## start RECORDS PROVIDED
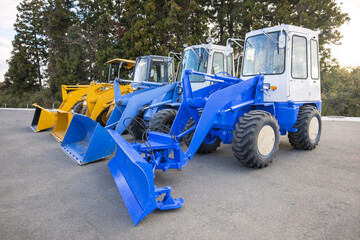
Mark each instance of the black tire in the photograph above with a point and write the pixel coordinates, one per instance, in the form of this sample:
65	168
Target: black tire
163	120
102	117
136	126
83	111
210	143
303	139
246	136
78	107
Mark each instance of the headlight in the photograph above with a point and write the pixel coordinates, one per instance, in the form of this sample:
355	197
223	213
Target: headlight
266	86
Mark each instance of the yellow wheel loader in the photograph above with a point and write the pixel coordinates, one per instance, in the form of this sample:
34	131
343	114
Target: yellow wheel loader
99	98
71	94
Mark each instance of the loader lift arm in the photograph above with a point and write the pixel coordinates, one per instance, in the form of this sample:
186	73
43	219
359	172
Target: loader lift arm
134	174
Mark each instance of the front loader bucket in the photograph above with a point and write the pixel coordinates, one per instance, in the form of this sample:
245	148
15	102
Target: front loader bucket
62	123
134	178
43	119
86	141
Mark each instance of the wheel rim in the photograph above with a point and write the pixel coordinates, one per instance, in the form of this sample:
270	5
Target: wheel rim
313	128
266	140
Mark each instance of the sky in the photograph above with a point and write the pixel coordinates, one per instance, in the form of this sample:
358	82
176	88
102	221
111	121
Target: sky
347	53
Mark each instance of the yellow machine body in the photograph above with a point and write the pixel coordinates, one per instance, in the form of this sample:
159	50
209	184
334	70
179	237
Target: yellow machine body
71	94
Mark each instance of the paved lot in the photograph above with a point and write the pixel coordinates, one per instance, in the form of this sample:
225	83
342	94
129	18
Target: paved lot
302	195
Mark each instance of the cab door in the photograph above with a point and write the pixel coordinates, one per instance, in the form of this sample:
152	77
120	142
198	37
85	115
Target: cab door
298	75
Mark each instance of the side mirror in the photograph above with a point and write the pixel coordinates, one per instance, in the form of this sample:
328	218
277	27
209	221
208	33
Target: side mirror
282	40
228	49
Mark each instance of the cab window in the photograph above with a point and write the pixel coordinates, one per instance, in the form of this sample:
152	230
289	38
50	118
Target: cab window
218	63
298	58
229	64
314	56
157	73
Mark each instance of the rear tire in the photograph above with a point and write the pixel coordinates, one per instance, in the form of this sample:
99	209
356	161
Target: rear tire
163	120
102	117
136	126
78	107
309	129
210	143
256	139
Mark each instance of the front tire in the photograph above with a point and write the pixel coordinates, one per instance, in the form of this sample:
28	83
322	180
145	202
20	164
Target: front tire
309	129
256	139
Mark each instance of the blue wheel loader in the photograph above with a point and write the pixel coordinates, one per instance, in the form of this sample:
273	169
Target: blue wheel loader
153	104
278	93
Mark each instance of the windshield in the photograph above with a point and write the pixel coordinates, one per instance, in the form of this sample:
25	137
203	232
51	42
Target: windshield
195	59
263	56
141	70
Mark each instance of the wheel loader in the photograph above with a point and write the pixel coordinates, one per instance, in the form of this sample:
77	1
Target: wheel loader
153	105
98	100
278	94
71	94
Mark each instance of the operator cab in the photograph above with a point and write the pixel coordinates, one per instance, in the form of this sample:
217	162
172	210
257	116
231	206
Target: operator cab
153	68
119	68
206	58
288	57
## end RECORDS PROVIDED
◆ WHAT IS EXPECTED ◆
Reproduce verbatim every line of the records, beginning with the line that contains "Mark each instance of the cab door" and continuing through the final line of the records.

◆ SOLUTION TO THE EXERCISE ◆
Mark each instance of the cab door in the photograph above with a point and write the pixel coordinates, one per instance, in the form of this sample:
152	77
120	142
198	37
85	115
Target: cab door
298	75
Mark each instance of the side mirror in the photograph above with a point and write the pixel coordinates, one per instance, in the form of this sample:
328	218
277	27
209	221
208	33
Target: side mirror
282	40
228	49
Mark each instance of the cab window in the photograph above with a point and write the pixel coordinates, one per instance, in the form of this sample:
152	230
289	38
50	118
Target: cab window
218	63
298	58
229	64
314	56
157	73
Mark each instance of the rear tire in the photograph above with a point and write the pixel coordinates, one per instance, in the form of this sample:
99	209
356	161
Target: rear tire
163	120
102	117
136	126
78	107
309	129
210	143
256	139
Mark each instance of the front tire in the photograph above with a point and write the pixel coordinates, one per instance, in the form of this sample:
28	83
322	180
145	202
20	164
Target: front tire
309	129
256	139
Mark each instance of the blue wheel loader in the photograph above with a point and write the pixel coordinates, one per instance, in the form of this sample:
273	169
Target: blue wheel loader
153	104
278	93
Mark each instance of the windshield in the photograph above with a point and write the pixel coordinates, one per instance, in the form of this sample:
25	137
203	232
51	42
Target: windshield
195	59
263	56
141	70
Mark each instance of the wheel loader in the photograph above with a point and write the pixel coordinates, one per instance, in the form of this sample:
77	1
Target: wheel loader
153	105
98	100
278	94
71	94
Mark each instance of the operator cab in the photograph above with a point and write the pixel coordinates, one per instance, in the form of this sample:
217	162
172	210
257	116
231	206
Target: operator cab
153	68
119	68
206	58
288	57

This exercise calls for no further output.